MATERIALS PROVIDED start
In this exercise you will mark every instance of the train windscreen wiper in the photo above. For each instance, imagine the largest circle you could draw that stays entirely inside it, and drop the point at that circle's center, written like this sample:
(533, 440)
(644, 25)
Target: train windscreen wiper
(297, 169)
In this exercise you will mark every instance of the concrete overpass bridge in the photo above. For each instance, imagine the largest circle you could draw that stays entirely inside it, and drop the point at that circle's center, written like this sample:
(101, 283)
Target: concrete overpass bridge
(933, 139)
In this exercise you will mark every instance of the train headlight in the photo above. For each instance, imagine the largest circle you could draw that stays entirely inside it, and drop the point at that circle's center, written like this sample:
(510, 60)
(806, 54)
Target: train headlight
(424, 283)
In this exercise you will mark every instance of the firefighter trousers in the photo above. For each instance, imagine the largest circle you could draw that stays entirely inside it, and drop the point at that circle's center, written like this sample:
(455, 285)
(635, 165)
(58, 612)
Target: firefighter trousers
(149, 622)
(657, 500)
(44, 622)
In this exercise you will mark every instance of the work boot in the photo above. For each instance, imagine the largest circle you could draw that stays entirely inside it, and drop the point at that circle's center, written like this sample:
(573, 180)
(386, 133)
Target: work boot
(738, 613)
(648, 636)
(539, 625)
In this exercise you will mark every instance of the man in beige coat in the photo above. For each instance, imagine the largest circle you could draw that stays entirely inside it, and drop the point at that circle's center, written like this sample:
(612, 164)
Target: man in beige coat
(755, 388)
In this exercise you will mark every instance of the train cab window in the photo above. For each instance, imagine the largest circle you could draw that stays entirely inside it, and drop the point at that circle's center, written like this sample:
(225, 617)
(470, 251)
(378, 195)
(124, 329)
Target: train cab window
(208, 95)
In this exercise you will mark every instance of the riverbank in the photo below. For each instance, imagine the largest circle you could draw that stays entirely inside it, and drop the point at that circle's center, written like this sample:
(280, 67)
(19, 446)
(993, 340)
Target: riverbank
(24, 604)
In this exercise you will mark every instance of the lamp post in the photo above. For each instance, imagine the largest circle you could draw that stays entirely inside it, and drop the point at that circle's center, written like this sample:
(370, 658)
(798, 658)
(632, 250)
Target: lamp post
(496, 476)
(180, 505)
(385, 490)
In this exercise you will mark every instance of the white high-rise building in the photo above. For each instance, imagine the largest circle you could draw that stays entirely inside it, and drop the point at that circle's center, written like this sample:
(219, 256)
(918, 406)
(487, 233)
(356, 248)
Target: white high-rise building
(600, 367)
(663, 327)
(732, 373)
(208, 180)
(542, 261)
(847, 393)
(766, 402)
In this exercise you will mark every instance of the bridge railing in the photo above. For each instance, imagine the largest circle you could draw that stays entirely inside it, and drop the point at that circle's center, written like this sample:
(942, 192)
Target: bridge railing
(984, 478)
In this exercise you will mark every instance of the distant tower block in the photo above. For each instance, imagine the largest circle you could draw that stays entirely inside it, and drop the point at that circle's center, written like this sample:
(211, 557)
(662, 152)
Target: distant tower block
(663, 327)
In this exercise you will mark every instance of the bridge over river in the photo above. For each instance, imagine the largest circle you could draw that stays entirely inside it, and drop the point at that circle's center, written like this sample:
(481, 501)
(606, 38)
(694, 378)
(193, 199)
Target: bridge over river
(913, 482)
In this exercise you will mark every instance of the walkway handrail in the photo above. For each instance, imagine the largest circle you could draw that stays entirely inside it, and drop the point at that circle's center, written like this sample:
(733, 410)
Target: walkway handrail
MATERIALS PROVIDED end
Write out every line of the listing above as a JSON array of strings, one string per line, skipping any blank lines.

[
  "In this exercise you will mark every instance of the train windscreen wiper in the photo above. For each instance, imagine the largest circle you could draw that stays entirely inside it, and drop the point at that circle's center, written like this sample:",
  "(533, 440)",
  "(644, 25)",
  "Target: train windscreen wiper",
  "(297, 169)",
  "In this exercise you will mark every instance of the concrete overpass bridge in the photo above. For each instance, imagine the largest circle you could draw that stays entirely inside it, and drop the point at that circle's center, written like this sample:",
  "(101, 283)",
  "Target: concrete overpass bridge",
  "(933, 139)",
  "In this exercise you will mark every instance of the train headlight in the photo above. For each instance, imagine the largest circle you could draw that stays entirely inside it, and drop the point at that circle's center, written like this sample:",
  "(510, 60)",
  "(806, 54)",
  "Target: train headlight",
  "(424, 283)",
  "In this exercise you will mark every instance of the firefighter trousers in the photo above. For each instance, imagine the largest circle you could draw that stays entirely inside it, and drop the point at that circle's center, written like this sample:",
  "(455, 285)",
  "(635, 165)",
  "(58, 612)",
  "Target: firefighter trousers",
  "(149, 622)",
  "(657, 500)",
  "(44, 622)",
  "In this exercise you will mark every instance of the work boot in the photo above. For each instance, imagine the largest circle you could draw that stays entirely inside it, and drop the point at that circle's center, written like this sample:",
  "(573, 180)",
  "(386, 133)",
  "Target: work boot",
  "(738, 613)",
  "(648, 636)",
  "(539, 625)",
  "In this exercise you will mark every instance of the man in beige coat in the photo above. For each instance, imagine the largest circle you could draw that stays entirely inside it, and drop the point at that circle's center, written like this sample:",
  "(612, 164)",
  "Target: man in beige coat",
  "(755, 388)",
  "In this exercise you will mark every instance of the train cab window in the photo above. For each instance, imagine the largest circle you could draw that stays entirely inside it, and drop the point at that circle's center, written like this sample:",
  "(225, 617)",
  "(470, 251)",
  "(378, 195)",
  "(124, 329)",
  "Target: train cab window",
  "(208, 95)",
  "In this exercise you will mark every instance of the riverbank in the photo below. For each instance, imagine the largest circle you could draw that stays entirely inside it, and drop the point at that circle's center, written like this sample:",
  "(280, 67)",
  "(19, 446)",
  "(993, 340)",
  "Target: riverbank",
  "(24, 604)",
  "In this exercise you will mark every instance of the lamp post in the photo above. For each instance, imagine the largest circle you could draw that stays entirely inside it, and drop the point at that circle's center, written like this sample:",
  "(370, 658)",
  "(798, 658)",
  "(632, 250)",
  "Target: lamp post",
  "(496, 476)",
  "(180, 505)",
  "(385, 490)",
  "In this exercise you will mark every instance of the white high-rise building in the photo above. For each instance, imagine the largest circle you could draw that stays entirely inside it, and drop the point at that circle's center, written like this sample:",
  "(219, 256)",
  "(918, 406)",
  "(487, 233)",
  "(356, 248)",
  "Target: white high-rise building",
  "(600, 367)",
  "(663, 327)",
  "(732, 373)",
  "(208, 180)",
  "(542, 261)",
  "(847, 393)",
  "(766, 402)",
  "In this exercise you will mark every instance of the bridge railing in the photo above. For each instance, imagine the largest circle you could draw that stays entirely inside it, and drop the point at that circle's center, written like this sample:",
  "(942, 192)",
  "Target: bridge railing",
  "(984, 478)",
  "In this exercise you will mark every instance of the distant tower block in the photo above. For each instance, imagine the largest circle you could draw that stays entirely inside it, and drop the point at that circle's center, written like this sample:",
  "(211, 557)",
  "(662, 152)",
  "Target: distant tower block",
  "(663, 327)",
  "In this exercise you will mark every instance of the bridge over river in the photo above. For each instance, imagine the largest circle you could draw that stays entirely inside it, and drop the point at that circle's center, written like this sample:",
  "(481, 501)",
  "(606, 38)",
  "(694, 378)",
  "(193, 199)",
  "Target: bridge over river",
  "(913, 482)",
  "In this exercise you will mark every instance of the walkway handrail in the photo above. For each instance, imagine the largest circle you could draw that stays entirely inside it, and drop the point at that circle's center, written like this sample:",
  "(733, 410)",
  "Target: walkway handrail"
]